[DESCRIPTION OF THE TASK] Select and copy every line in the records below that contains the word "dark".

[EXERCISE MATERIALS]
* Begin *
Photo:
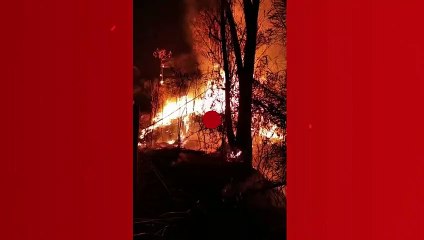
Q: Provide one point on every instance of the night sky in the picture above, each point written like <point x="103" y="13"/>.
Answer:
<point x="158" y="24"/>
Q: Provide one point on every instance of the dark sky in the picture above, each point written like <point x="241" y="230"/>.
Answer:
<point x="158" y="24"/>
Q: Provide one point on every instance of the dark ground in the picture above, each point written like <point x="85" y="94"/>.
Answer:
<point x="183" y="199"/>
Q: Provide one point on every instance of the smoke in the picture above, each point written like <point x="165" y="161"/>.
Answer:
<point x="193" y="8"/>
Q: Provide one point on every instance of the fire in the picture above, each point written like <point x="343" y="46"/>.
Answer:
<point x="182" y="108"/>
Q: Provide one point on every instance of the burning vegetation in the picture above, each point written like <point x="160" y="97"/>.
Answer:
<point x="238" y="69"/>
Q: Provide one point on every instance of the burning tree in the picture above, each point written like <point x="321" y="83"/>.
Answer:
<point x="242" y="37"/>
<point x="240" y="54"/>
* End *
* Begin *
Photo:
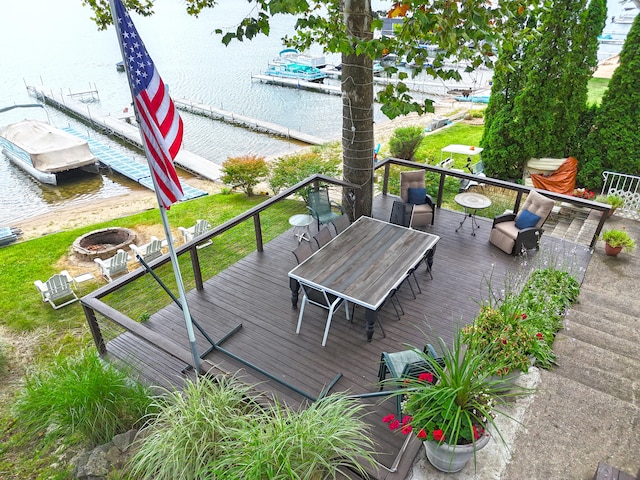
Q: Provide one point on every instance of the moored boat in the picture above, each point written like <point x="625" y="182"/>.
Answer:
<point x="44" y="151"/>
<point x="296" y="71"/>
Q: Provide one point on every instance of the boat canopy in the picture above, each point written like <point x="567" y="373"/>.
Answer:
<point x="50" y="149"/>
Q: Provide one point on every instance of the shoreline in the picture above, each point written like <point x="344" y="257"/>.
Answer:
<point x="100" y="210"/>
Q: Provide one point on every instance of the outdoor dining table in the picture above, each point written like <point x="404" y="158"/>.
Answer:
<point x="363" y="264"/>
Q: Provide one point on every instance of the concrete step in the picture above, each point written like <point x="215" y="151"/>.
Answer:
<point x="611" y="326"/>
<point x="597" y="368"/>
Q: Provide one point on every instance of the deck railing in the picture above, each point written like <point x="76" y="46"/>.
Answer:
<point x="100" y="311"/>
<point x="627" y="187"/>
* End *
* Begin *
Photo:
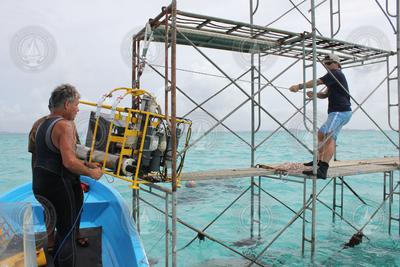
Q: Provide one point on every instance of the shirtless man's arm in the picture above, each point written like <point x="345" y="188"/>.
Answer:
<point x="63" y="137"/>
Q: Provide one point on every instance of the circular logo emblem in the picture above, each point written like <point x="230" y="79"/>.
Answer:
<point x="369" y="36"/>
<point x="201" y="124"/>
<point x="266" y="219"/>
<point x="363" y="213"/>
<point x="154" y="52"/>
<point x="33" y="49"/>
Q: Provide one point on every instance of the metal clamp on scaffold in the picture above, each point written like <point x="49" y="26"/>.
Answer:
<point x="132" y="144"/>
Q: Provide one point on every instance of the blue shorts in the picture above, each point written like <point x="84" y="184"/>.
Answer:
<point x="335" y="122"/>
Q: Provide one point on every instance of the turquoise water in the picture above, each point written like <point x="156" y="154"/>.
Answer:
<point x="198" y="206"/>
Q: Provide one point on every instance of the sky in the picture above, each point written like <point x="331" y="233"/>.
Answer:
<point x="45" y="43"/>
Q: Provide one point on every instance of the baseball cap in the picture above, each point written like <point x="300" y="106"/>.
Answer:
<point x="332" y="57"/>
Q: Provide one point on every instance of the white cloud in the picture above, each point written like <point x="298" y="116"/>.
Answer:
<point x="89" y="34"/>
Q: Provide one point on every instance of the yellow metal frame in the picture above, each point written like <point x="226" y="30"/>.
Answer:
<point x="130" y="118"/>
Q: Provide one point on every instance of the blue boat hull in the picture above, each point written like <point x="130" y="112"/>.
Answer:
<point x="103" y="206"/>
* End *
[FINISHED TASK]
Q: Provide one point on every instance of the dark sky in the picture above, each point written like <point x="241" y="230"/>.
Q: Provide one point on every instance of the dark ground in the picture above, each point written like <point x="85" y="94"/>.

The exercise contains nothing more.